DATASET ENTRIES:
_____
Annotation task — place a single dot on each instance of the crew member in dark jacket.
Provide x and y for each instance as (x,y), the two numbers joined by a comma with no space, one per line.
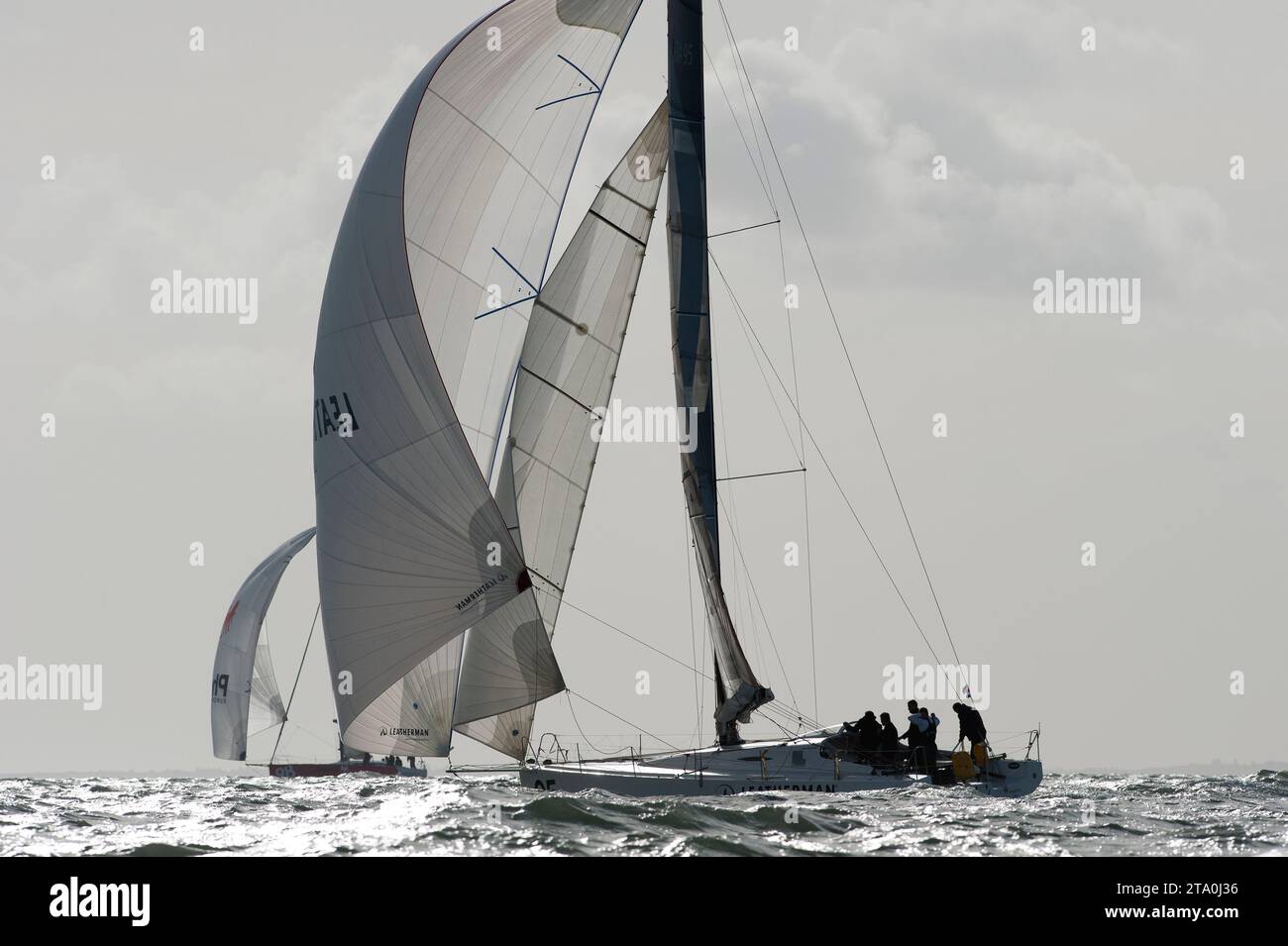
_____
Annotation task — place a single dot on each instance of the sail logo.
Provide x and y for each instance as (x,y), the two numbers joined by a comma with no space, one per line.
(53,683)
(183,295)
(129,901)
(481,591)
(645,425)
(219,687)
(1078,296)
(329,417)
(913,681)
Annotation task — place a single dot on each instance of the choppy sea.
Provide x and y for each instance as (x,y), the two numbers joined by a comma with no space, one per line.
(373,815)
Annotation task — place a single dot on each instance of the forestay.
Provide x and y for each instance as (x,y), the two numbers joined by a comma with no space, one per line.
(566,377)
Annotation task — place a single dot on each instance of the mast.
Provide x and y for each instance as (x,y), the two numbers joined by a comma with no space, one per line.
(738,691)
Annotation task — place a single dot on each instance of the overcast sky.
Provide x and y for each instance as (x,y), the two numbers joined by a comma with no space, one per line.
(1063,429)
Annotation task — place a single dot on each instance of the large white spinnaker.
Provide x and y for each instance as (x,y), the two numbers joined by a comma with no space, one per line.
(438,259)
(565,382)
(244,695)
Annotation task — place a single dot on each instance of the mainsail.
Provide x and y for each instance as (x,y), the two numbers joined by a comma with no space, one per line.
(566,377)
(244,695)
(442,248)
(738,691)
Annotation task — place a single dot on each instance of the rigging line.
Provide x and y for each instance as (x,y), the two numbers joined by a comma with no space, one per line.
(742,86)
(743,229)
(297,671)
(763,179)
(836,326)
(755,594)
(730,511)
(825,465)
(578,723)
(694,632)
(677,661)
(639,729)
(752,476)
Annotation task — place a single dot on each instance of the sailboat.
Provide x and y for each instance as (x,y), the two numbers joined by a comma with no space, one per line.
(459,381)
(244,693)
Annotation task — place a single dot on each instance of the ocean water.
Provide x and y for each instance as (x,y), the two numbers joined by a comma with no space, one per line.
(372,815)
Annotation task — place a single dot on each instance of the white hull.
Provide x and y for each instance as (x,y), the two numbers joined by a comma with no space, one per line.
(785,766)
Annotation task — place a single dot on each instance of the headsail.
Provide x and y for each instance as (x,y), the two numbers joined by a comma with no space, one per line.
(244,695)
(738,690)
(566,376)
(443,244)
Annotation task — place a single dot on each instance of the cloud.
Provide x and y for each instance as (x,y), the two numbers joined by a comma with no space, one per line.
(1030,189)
_____
Pick out every line in the items above that contains the word "white", and copy each one.

RESPONSE TO THIS TASK:
Annotation task — place a single dot on each instance of the large white spinnaker.
Annotation task — place a single dot on each instance of the white hull.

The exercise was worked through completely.